• [Source records]:

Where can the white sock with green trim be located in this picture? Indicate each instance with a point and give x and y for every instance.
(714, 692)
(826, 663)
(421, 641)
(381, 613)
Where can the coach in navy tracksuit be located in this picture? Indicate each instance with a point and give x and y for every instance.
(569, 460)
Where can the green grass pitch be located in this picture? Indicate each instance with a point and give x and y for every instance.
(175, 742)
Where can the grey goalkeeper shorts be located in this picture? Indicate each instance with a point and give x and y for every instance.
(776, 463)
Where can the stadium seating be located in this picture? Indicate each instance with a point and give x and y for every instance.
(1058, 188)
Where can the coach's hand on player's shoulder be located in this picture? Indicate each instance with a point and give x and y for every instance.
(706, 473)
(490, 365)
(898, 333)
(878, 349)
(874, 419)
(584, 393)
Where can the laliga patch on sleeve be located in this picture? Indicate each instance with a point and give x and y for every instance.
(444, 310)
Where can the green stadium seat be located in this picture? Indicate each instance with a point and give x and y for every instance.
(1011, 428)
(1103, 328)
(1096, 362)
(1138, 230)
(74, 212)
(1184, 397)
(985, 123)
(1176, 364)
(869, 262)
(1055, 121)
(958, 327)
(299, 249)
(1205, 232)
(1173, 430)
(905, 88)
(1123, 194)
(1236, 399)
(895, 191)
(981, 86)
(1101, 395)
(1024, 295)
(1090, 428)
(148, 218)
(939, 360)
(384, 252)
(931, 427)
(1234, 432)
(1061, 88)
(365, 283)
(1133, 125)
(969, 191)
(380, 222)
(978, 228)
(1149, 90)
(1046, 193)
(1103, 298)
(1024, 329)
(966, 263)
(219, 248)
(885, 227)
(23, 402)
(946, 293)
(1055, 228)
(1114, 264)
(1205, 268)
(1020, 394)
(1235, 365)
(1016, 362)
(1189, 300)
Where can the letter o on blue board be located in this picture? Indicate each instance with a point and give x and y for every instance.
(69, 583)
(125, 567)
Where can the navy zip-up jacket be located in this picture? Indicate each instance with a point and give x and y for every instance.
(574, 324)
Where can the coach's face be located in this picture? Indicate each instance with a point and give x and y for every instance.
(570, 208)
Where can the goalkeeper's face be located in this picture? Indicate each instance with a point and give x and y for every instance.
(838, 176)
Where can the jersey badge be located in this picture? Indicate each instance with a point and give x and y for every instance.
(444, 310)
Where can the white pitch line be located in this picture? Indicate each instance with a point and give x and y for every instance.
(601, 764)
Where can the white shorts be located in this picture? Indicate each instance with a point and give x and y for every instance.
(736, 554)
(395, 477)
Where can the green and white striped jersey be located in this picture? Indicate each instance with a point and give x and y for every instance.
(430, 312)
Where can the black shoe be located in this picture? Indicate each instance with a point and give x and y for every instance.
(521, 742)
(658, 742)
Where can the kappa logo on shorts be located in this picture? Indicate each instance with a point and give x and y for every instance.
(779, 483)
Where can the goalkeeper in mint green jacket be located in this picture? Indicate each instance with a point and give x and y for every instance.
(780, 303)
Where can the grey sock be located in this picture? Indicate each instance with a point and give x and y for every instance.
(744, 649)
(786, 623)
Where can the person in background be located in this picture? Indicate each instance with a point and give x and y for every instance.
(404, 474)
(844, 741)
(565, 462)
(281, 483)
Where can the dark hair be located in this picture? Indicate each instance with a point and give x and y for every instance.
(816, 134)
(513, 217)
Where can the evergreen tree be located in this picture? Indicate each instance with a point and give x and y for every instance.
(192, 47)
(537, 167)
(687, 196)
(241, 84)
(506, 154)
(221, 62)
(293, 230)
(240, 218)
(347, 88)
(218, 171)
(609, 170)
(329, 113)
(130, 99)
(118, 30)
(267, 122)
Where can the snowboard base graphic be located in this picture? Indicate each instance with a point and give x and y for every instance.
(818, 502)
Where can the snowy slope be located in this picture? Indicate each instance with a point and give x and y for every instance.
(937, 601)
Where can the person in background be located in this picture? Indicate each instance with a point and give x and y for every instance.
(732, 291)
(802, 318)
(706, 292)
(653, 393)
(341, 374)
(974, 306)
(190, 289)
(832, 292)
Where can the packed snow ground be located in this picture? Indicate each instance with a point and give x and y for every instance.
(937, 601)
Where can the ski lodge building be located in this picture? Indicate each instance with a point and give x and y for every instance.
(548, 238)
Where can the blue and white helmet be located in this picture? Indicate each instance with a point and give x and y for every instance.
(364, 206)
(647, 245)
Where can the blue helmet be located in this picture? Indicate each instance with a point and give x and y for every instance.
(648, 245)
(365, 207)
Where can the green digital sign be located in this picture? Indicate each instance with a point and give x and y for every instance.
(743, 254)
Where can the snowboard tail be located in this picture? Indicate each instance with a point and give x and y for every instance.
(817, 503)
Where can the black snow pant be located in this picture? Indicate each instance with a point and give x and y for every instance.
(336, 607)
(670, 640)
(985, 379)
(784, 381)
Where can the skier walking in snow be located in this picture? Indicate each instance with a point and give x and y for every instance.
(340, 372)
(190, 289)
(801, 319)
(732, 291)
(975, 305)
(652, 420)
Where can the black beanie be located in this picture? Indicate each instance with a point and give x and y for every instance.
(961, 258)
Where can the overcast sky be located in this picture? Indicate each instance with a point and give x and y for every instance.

• [To be done]: Update the records above so that every occurrence of "Indicate" becomes "Mark", keeping all other text unchanged.

• [In response]:
Where can the white sock with green trim be located in this picture? Mark each instance with a point and give x and y for every instance.
(714, 692)
(826, 663)
(421, 641)
(381, 613)
Where can the coach in navy tracksuit be located in this picture? Mark each instance with a point and give x and y for every instance.
(569, 460)
Where can the green grass pitch be located in this picture? Mark each instance with a point and give x and y for every instance.
(175, 742)
Where can the grey goalkeeper shorts be located in this picture? Mark each instance with a point and give x and y for every instance.
(776, 463)
Where can the stadium seating be located in this picture? Mark each instance with a point and give x and y for every instance.
(1058, 188)
Where can the coach's hand on player's shoulder be located in this picture? Mark each instance with a point and give x and y for every instance.
(706, 473)
(490, 365)
(898, 333)
(878, 349)
(874, 419)
(584, 393)
Where can the laliga patch on sleeve be located in this picture? Mark each instance with a point and give x and y for every instance.
(444, 310)
Where can the green stadium seat be located in this picture? Mark each instance with a point and give x and y for every instance.
(1011, 428)
(1103, 328)
(1096, 362)
(1138, 230)
(74, 212)
(1184, 397)
(985, 123)
(1176, 364)
(869, 262)
(1055, 121)
(958, 327)
(299, 249)
(1205, 232)
(1173, 430)
(905, 88)
(1123, 194)
(1236, 399)
(895, 191)
(981, 86)
(1101, 395)
(1024, 295)
(1090, 428)
(148, 218)
(939, 360)
(384, 252)
(931, 427)
(1234, 432)
(1061, 88)
(365, 283)
(1133, 125)
(969, 191)
(380, 222)
(978, 228)
(1149, 90)
(1046, 193)
(1103, 298)
(1024, 329)
(966, 263)
(219, 248)
(885, 227)
(23, 402)
(946, 293)
(1055, 228)
(1114, 264)
(1205, 268)
(1020, 394)
(1235, 365)
(1016, 362)
(1189, 300)
Where can the letter o on blue board be located in this picture? Mark each instance with a point and give x and y for every instance.
(69, 583)
(125, 567)
Where can the navy zip-up jacket be located in this picture? Mark each instance with a point and give x and y for every instance.
(574, 324)
Where can the coach's face be located in this picture? Mark each instance with a point and give x and y for every instance.
(570, 208)
Where can the goalkeeper's face be located in this picture? Mark each instance with a point and give x and y for every instance.
(838, 176)
Where can the jersey badge be located in this picture? Mark each instance with a point and give x and y for every instance.
(444, 310)
Where can the white pitch line be located in this picture? Mark each instance with a point and give x and y for every instance.
(601, 764)
Where can the white shorts be located in this picture? Mark each instance with a point and give x and y for every instance.
(736, 554)
(395, 477)
Where can the green and white striped jersey be located in this picture? Mark each instance with a point and give x and y for every instance.
(430, 312)
Where can the black shoe be located in this picture? Mark each instance with a point and give x and y for every instance.
(521, 742)
(658, 742)
Where can the kappa logo on shorts be located in this picture? Mark each instance with a point and give x and y for every instance.
(779, 483)
Where can the goalkeeper in mint green jacket be located in this picture? Mark each instance with a point and give x and y for every instance.
(780, 303)
Where can the grey sock be located in this picture? Mark each instance with a point and give x and y for every instance.
(744, 649)
(786, 623)
Where can the person in background be located in this picture? Mark each instance with a point and give x and y for every instance.
(404, 474)
(844, 741)
(565, 462)
(281, 483)
Where can the dark hair be located in this picture? Mark each instance with a point and give x and y for every instance.
(816, 134)
(513, 217)
Where can the evergreen tree be located in this picture? Mark each instance with a point and give x and y for every instance.
(192, 47)
(537, 167)
(687, 196)
(241, 84)
(506, 154)
(221, 62)
(293, 230)
(240, 218)
(347, 88)
(218, 171)
(609, 170)
(329, 113)
(130, 99)
(118, 30)
(267, 122)
Where can the snowboard base graphic be located in this picture? Mark each instance with a point and give x and y for every instance.
(818, 502)
Where can the snowy slope be located in this picture? Mark each instance with a point and give x and y for every instance.
(937, 601)
Where can the person in background be located in this picture? Mark each instance with a point and give x and y for every instance.
(732, 291)
(802, 318)
(706, 292)
(653, 393)
(341, 374)
(974, 306)
(190, 289)
(832, 292)
Where can the packed snow ground be located in this picture? Mark each instance with a point and give x and y for every instance.
(937, 601)
Where can the ski lodge building be located in this picture? Mark each instance with a point and give x and y for every instance.
(548, 238)
Where can the blue and white helmet be located in this picture? Mark each instance with a point and give x and y for every instance.
(364, 206)
(647, 245)
Where can the blue helmet be located in this picture? Mark each instance with a point and give x and y for every instance.
(648, 245)
(365, 207)
Where can the green digital sign be located in this picture? Mark each instance with a point and give x and y for every instance.
(743, 254)
Where can the snowboard tail be located in this picture? Mark each instance with a point and give x and y for every instance.
(817, 503)
Where can the black snow pant be located in this picture? Mark each instance with a point and give x and y for every instance.
(336, 607)
(670, 640)
(985, 379)
(784, 381)
Where can the skier walking in snow be located in this picture? Mark each instance with a point and give x and y for every instance.
(340, 372)
(190, 289)
(801, 319)
(732, 291)
(975, 305)
(652, 420)
Where can the black beanie be located in this picture? Mark each instance with a point and give x and y for every instance.
(961, 258)
Where can the overcast sky be located in this picture? Mark each instance with a point and give x and y for every instance.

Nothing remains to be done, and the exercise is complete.